### [Goal of the exercise]
Please reproduce the entries below, substituting "place" for every occurrence of "set down" and keeping everything else unchanged.

(Data extracted from a collection)
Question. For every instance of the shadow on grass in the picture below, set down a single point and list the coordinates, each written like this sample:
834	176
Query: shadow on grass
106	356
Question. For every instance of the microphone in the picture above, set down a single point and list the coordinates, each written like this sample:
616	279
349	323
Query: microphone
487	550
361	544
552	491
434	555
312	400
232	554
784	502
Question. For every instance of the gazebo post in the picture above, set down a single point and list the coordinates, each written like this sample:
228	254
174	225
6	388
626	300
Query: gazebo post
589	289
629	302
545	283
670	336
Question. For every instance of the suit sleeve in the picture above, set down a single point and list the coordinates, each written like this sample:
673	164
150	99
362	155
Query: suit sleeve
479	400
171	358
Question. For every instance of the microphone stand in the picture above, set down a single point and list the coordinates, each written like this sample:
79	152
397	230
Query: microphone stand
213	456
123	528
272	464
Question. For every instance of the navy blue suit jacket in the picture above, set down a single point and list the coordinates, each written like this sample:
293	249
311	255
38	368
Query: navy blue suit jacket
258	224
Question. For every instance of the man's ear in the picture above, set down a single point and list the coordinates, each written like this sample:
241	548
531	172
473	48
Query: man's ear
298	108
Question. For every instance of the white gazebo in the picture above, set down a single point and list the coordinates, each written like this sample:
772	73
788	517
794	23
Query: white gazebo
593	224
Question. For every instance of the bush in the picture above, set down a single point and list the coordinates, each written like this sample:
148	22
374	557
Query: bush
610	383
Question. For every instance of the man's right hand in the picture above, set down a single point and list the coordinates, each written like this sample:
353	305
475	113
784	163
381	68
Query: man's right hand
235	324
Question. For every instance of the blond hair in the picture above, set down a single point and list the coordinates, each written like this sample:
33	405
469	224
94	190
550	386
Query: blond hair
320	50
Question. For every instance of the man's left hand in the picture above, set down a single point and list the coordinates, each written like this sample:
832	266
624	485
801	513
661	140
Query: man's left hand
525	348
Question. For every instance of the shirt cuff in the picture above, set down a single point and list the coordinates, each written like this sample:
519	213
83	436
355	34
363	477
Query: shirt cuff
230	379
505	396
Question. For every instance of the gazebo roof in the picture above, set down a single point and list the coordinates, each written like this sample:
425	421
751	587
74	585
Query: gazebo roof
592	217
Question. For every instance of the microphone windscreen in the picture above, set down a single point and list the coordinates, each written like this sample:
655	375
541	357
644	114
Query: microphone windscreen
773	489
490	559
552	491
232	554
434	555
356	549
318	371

### [Exercise answer]
Question. For every instance of the shadow on grass in the picture below, place a single point and list the coordinates, each written like this sample:
834	176
Query: shadow on grass
106	356
Question. For every instance of the microphone in the picture above, place a single point and list the coordinates, each written like this sample:
616	279
349	323
Query: microphone
487	550
361	544
552	491
434	555
312	400
232	554
784	502
Question. For every instance of the gazebo post in the picture above, place a single point and list the coordinates, each written like this sample:
228	254
174	225
6	388
626	300
Query: gazebo post
589	289
629	302
545	283
670	336
Question. For every instance of the suit sleeve in the picture above, place a single point and list the coordinates, each written like this sample:
673	164
150	99
362	155
Query: suit sleeve
479	400
171	358
Question. For every instance of the microphone stand in the picture above, place a single point and list the coordinates, each written like this sample:
79	152
397	230
Query: microphone stand
213	456
123	528
272	464
Question. For every instance of the navy blue suit jacket in the picture above, place a single point and list the coordinates, each written like this sample:
293	249
311	255
38	368
Query: navy blue suit jacket
258	224
Question. For every instance of the man's ear in the picture above, place a single point and list the coordinates, each written like this sample:
241	548
531	172
473	48
Query: man's ear
298	108
Question. For every instance of the white gazebo in the picture above, place a single point and list the coordinates, each written like this sample:
772	73
788	517
794	23
Query: white gazebo
593	224
Question. For every instance of the bush in the picture above, place a single point and list the coordinates, each written like this sample:
148	22
374	557
Query: bush
610	383
Question. For every instance of the man's right hand in the picture above, place a single point and list the coordinates, each written like this sample:
353	305
475	113
784	163
381	68
Query: man's right hand
235	324
Question. For every instance of the blond hair in the picture above, place a single point and list the coordinates, each written like this sample:
33	405
469	224
94	190
550	386
Query: blond hair
320	50
Question. For every instance of the man's left hand in the picture above, place a single point and list the coordinates, each written like this sample:
832	266
624	485
801	513
661	140
Query: man's left hand
525	348
Question. For every instance of the shirt cuff in the picture above, place a single point and list the coordinates, each written like this sample:
519	213
83	436
355	34
363	477
Query: shirt cuff
230	379
505	396
Question. For every instance of the gazebo roof in the picture above, place a single point and list the coordinates, each written like this sample:
425	421
751	587
74	585
Query: gazebo roof
592	217
Question. For every instance of the microphone windscreen in the picture above, place a single point and list the coordinates, each written like this sample:
655	375
541	357
644	114
Query: microphone windscreen
773	489
490	559
552	491
232	554
434	555
356	549
318	371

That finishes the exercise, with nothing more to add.